[Excerpts from point annotation data]

--*--

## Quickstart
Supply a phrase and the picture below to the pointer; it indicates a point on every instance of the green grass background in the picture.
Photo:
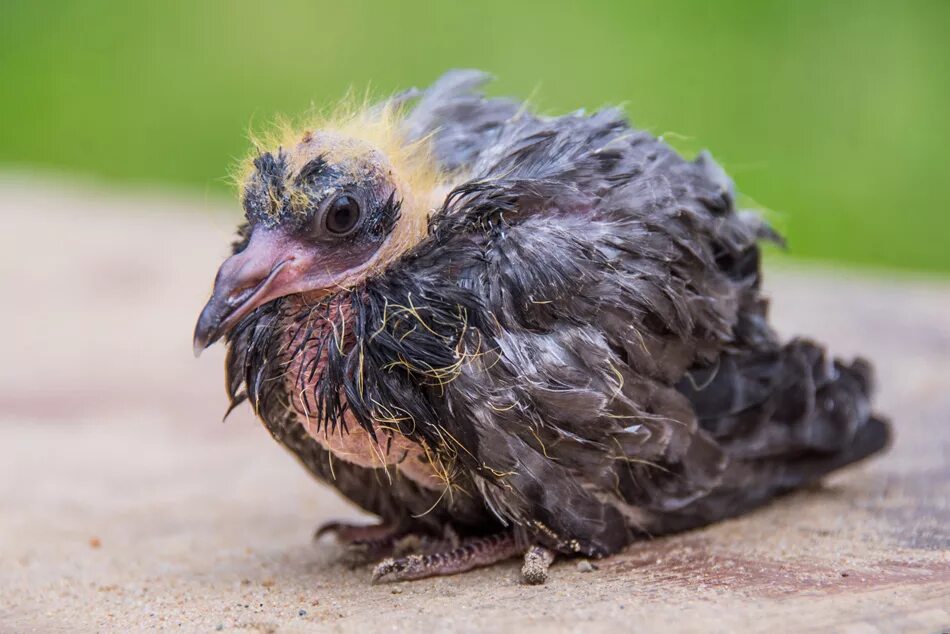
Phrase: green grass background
(832, 115)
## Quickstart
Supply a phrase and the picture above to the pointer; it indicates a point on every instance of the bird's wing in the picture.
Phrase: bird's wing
(540, 335)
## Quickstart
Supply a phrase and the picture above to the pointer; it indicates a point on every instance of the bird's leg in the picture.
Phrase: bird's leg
(537, 560)
(473, 552)
(364, 541)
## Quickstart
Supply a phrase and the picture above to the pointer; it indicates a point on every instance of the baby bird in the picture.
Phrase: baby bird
(509, 334)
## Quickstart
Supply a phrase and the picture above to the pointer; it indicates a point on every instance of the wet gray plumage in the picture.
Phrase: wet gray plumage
(594, 301)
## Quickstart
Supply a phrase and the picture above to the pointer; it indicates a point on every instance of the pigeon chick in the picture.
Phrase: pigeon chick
(510, 334)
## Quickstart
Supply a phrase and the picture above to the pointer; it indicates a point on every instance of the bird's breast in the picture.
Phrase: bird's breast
(347, 440)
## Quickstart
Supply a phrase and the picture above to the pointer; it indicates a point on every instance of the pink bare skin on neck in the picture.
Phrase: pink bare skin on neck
(391, 451)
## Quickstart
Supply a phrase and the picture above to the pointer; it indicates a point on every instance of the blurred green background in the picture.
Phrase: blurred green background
(831, 115)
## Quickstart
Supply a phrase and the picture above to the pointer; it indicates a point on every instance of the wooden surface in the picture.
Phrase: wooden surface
(126, 504)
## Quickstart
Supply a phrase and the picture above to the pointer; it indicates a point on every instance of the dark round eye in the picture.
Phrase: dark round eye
(342, 215)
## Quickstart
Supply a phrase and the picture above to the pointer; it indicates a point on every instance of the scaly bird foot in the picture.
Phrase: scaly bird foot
(537, 560)
(471, 553)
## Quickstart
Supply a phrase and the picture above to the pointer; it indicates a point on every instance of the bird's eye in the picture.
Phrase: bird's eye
(342, 215)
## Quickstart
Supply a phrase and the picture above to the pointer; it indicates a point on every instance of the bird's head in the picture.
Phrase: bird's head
(325, 209)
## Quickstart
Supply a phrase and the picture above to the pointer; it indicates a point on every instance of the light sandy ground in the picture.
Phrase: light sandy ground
(125, 504)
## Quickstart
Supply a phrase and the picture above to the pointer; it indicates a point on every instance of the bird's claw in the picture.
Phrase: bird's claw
(401, 569)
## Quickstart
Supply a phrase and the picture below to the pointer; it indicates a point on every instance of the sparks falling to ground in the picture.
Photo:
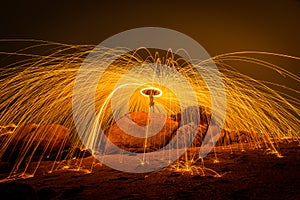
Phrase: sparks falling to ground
(36, 105)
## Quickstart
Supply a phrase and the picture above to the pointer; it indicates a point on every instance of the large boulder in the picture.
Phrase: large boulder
(137, 144)
(36, 142)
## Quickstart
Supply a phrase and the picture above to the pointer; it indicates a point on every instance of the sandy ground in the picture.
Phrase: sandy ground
(249, 174)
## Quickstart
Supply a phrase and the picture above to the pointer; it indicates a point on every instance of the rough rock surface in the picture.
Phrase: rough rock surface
(136, 144)
(38, 141)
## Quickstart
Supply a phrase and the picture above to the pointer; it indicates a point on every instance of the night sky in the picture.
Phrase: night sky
(219, 26)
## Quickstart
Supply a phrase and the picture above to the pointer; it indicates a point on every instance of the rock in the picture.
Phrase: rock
(136, 144)
(15, 190)
(38, 141)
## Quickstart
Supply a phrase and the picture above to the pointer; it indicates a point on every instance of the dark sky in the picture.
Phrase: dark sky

--*--

_Written problem_: Retype the whole listing exactly and leave the pictures out.

_Task output_:
## Quickstart
Supply a phrase and the picture below to the pointer; it indicates a point on every instance of the green grass background in the picture.
Photo:
Phrase: green grass background
(832, 115)
## Quickstart
Supply a phrase and the picture above to the pointer; it indicates a point on every instance of the bird's wing in the picture.
Phrase: bird's wing
(540, 335)
## Quickstart
Supply a phrase and the picture above to the pointer; it indicates a point on every instance of the bird's leg in the picture.
Phrase: bird's leg
(537, 560)
(473, 552)
(364, 541)
## Quickstart
Supply a phrase and the picture above to the pointer; it indicates a point on every instance of the baby bird in the picture.
Phrase: baby bird
(509, 334)
## Quickstart
Supply a phrase and the picture above to the pointer; it indicates a point on every instance of the wet gray plumage in the picture.
Phrase: wet gray plumage
(594, 301)
## Quickstart
Supply a phrase and the picture above to the pointer; it indicates a point on every instance of the pigeon chick in the picture.
Phrase: pigeon chick
(510, 334)
## Quickstart
Supply a phrase and the picture above to the pointer; it indicates a point on every instance of the bird's breast in the picture.
Phrase: bird's breast
(347, 440)
## Quickstart
Supply a phrase and the picture above to the pointer; it indicates a point on every instance of the pink bare skin on neck in the picture.
Phrase: pink bare skin on neck
(391, 451)
## Quickstart
Supply a phrase and the picture above to the pointer; it indicates a point on every instance of the blurred green background in the picture.
Phrase: blurred green background
(831, 115)
## Quickstart
Supply a phrase and the picture above to the pointer; it indicates a point on every instance of the wooden surface in the picture.
Phrase: wooden surface
(126, 504)
## Quickstart
Supply a phrase and the picture above to the pointer; it indicates a point on every instance of the dark round eye in the picture.
Phrase: dark round eye
(342, 215)
## Quickstart
Supply a phrase and the picture above to the pointer; it indicates a point on every instance of the scaly bird foot in the picture.
Phrase: scaly bird foot
(537, 560)
(471, 553)
## Quickstart
Supply a phrase and the picture above to the pointer; it indicates a point on every instance of the bird's eye in the picture.
Phrase: bird's eye
(342, 215)
## Quickstart
Supply a phrase and the picture above to the pointer; it indicates a point on every instance of the bird's head in the picture.
Phrase: bird's head
(325, 209)
## Quickstart
Supply a phrase and the picture above to the pointer; it indicates a point on every instance of the light sandy ground in the picture.
Phrase: light sandy ground
(125, 504)
## Quickstart
Supply a phrase and the picture above to the pointer; it indicates a point on every instance of the bird's claw in the picture.
Phrase: bird's claw
(401, 569)
## Quickstart
Supply a phrase and the picture below to the pointer; it indicates a point on every instance of the sparks falling to ground in the picture.
Photo:
Phrase: sparks falling to ground
(36, 105)
## Quickstart
Supply a phrase and the picture above to the pointer; it indicates a point on every instance of the large boulder in the picture.
Phrase: large boulder
(137, 144)
(36, 142)
## Quickstart
Supply a phrase and the picture above to the pointer; it indicates a point on every instance of the sandy ground in the picture.
Phrase: sandy ground
(249, 174)
## Quickstart
Supply a phrase and the picture above to the pointer; it indicates a point on every instance of the rough rock surface in the picture.
Phrase: rough rock surface
(136, 144)
(38, 141)
## Quickstart
Supply a phrase and the picture above to the pointer; it indicates a point on every instance of the night sky in the picture.
Phrase: night sky
(219, 26)
## Quickstart
Supply a phrase and the picture above to the pointer; it indicates a point on every instance of the rock in the picture.
Phrase: rock
(136, 144)
(15, 190)
(38, 141)
## Quickstart
Supply a phrase and the picture above to the pointer; it indicates a point on every instance of the dark sky in the picture.
Phrase: dark sky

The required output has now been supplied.